* _PROBLEM TO SOLVE_: Report every line in the items below that contains the string "white", matching it with case taken into account.

Stored items:

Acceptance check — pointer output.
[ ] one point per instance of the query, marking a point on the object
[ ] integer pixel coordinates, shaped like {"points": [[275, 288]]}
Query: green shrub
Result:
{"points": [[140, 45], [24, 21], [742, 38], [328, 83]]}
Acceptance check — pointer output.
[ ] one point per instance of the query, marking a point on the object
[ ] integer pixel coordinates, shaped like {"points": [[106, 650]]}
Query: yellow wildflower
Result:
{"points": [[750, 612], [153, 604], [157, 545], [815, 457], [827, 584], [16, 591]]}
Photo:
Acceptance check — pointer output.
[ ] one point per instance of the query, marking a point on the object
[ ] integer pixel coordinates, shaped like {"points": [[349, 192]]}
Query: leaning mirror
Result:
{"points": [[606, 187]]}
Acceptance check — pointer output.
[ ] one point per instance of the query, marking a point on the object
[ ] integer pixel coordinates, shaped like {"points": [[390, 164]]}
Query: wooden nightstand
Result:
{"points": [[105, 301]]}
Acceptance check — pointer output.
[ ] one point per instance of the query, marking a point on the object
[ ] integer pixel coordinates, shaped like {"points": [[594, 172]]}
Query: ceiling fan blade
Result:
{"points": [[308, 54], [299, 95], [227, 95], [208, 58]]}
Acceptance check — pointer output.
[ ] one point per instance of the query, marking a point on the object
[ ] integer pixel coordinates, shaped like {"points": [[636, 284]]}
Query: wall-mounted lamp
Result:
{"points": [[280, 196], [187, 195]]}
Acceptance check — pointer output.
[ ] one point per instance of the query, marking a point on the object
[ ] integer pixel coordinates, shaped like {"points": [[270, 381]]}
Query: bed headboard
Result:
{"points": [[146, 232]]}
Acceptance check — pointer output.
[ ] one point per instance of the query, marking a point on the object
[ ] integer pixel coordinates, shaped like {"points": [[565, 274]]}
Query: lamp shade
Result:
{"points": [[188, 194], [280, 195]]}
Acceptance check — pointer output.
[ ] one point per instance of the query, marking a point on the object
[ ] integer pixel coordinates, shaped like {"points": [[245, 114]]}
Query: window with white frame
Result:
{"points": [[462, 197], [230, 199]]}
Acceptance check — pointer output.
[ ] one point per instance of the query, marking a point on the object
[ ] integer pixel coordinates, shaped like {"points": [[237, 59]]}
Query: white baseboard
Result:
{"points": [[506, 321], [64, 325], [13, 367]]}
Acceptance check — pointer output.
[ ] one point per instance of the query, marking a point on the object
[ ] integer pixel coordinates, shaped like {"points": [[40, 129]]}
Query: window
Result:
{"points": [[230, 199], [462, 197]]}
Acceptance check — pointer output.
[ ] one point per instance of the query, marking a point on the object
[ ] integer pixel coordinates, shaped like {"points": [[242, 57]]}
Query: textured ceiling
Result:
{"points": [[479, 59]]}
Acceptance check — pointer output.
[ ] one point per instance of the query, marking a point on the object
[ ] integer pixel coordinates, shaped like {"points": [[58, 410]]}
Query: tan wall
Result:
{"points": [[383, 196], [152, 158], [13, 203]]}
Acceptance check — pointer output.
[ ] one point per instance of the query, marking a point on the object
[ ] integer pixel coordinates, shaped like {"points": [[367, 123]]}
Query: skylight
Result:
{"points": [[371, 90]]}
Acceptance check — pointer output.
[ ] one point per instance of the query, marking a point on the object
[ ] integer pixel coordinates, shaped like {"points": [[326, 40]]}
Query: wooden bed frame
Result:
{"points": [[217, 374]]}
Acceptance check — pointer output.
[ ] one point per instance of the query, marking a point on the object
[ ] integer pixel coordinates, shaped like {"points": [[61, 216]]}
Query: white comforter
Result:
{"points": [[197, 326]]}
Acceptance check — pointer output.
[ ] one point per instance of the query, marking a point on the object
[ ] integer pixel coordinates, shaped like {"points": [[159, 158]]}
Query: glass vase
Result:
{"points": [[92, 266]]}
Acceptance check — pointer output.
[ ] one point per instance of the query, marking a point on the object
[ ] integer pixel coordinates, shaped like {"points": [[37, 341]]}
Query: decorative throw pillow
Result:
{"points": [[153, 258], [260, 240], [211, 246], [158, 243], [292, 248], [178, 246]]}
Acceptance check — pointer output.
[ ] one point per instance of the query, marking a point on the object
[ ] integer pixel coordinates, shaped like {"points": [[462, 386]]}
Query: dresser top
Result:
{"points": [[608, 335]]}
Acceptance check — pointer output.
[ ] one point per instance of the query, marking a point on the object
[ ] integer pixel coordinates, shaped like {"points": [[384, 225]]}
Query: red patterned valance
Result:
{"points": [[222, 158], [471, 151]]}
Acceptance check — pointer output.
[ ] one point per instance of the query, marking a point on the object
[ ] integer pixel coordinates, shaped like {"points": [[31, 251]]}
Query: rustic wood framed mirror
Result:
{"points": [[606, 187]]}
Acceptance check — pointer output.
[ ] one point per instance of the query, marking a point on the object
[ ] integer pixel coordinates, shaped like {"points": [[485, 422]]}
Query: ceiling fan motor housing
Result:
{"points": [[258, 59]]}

* _WRITTEN SOLUTION_:
Query: window with white frame
Query: white baseboard
Query: white comforter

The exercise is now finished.